» Excerpt

Figure 5 Relative difference in cloud albedo in CV elements (2× (OSIRIS-CIPS)∕(CIPS + OSIRIS)) vs. CIPS albedo. The points are colour-coded by the percentage of filling of non-zero pixels in a CIPS CV element.

Figure 6 Scatterplot of OSIRIS and CIPS mean albedo in the CV. Same as Fig. 4, but using thresholds on CIPS fill factor of 95 % and an OSIRIS scatter coefficient threshold of 10⁻¹⁰ m⁻¹ sr⁻¹ as discussed in the text. The average albedo for CIPS and OSIRIS for all the CV in the figure is indicated in the bottom right of the figure. The grey dashed line denotes the one-to-one line. The blue line is the regression line.

To account for the differences in sensitivity, we additionally apply a retrieval threshold on the OSIRIS cloud scattering coefficient of 10⁻¹⁰ m⁻¹ sr⁻¹ (as discussed in Sect. 2) when vertically integrating the cloud scattering coefficient to retrieve mean albedo in the CV. All vertical levels that have a cloud scattering coefficient below the retrieval threshold will not be included in the vertical integral. Figure 6 shows a scatterplot comparing OSIRIS albedo and CIPS albedo in the common volume if we apply a fill factor threshold of 95 % to CIPS CV elements and apply a retrieval threshold of 10⁻¹⁰ m⁻¹ sr⁻¹ to the OSIRIS scattering coefficient (figure layout is the same as Fig. 4). The total number of observations decreases from 1292 to 788 due to the restriction of the filling of the CIPS CV element. Accounting for the differences in sensitivity and adding a threshold on CIPS fill factor of 95 % improves the agreement between the instruments for the faint clouds. However, OSIRIS is more sensitive to smaller ice particles than CIPS, and it is possible that some of the ice that is detected by OSIRIS as faint clouds comes from clouds with small ice particles that are below the CIPS detection threshold. Some difference in the observed albedo quantities is therefore expected. With the discussed changes the observed discrepancy between the instruments increases from $\mathrm{2.8}\times {\mathrm{10}}^{-\mathrm{6}}$ sr⁻¹ ($\pm \mathrm{2.4}\times {\mathrm{10}}^{-\mathrm{6}}$ sr⁻¹) (Fig. 4) to $\mathrm{3.3}\times {\mathrm{10}}^{-\mathrm{6}}$ sr⁻¹ ($\pm \mathrm{2.8}\times {\mathrm{10}}^{-\mathrm{6}}$ sr⁻¹) (Fig. 6) and the correlation coefficient decreases from 0.97 to 0.96.

» Short task 1
Return every line of the records that contains the word "window".
The text and the records are unrelated to each other.

» Dataset entries

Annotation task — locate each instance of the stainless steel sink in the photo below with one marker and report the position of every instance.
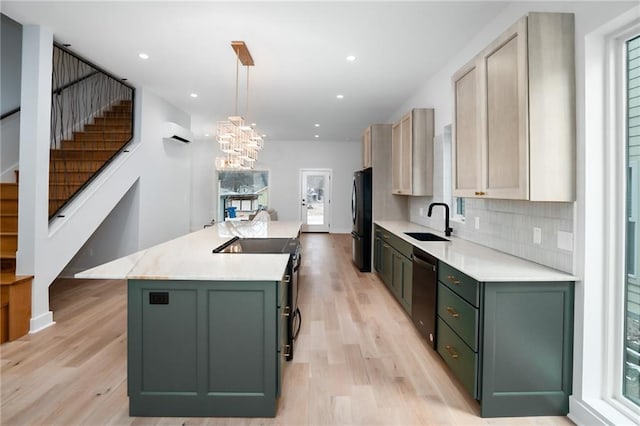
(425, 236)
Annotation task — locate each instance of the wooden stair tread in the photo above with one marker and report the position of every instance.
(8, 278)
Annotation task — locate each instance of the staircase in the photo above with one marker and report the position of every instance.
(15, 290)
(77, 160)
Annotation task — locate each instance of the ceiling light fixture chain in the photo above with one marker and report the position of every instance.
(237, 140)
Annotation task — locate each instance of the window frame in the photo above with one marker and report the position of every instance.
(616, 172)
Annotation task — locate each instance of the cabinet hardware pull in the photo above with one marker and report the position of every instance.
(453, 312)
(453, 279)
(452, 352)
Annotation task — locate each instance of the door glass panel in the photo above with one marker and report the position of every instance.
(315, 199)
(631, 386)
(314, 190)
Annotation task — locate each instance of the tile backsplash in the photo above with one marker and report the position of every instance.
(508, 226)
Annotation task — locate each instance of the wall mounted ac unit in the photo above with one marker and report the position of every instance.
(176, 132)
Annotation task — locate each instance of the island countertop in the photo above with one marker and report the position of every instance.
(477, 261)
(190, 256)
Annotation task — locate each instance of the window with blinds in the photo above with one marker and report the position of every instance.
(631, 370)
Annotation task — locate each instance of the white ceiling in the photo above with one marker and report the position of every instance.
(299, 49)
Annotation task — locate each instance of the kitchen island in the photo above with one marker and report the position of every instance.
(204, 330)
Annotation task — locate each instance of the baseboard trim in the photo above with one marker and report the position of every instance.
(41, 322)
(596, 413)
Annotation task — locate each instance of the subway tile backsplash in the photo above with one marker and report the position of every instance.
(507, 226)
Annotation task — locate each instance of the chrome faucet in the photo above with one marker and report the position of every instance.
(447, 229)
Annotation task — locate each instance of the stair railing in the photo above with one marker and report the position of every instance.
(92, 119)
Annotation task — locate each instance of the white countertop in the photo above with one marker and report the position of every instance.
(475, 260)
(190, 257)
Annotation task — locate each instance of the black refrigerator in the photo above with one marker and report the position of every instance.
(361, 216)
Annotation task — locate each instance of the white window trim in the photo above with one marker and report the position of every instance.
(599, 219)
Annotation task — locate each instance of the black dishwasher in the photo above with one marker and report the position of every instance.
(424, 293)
* * *
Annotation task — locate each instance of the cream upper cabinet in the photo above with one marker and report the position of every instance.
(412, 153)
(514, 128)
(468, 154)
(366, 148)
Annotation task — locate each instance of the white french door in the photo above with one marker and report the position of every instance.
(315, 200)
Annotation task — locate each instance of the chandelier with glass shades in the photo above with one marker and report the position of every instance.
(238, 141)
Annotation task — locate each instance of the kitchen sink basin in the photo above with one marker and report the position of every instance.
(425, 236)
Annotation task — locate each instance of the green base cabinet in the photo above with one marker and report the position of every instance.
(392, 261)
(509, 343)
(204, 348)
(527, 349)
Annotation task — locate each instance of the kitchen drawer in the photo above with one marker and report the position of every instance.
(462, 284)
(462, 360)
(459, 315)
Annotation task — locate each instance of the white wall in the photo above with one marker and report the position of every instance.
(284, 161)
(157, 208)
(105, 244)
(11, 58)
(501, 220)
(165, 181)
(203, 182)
...
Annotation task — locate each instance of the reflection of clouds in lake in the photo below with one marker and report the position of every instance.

» Short task 2
In the cloud albedo excerpt, how many observations remain after the 95 % CIPS fill factor restriction is applied?

» Exercise answer 1
Annotation task — locate each instance of the window frame in the photo above with one marker and report the position of every instance.
Annotation task — locate each instance of the window with blinds in the photo above with one marker and report the position of every instance.
Annotation task — locate each instance of the white window trim in the photo above with one marker and report the position of every instance.

» Exercise answer 2
788 observations, down from 1292.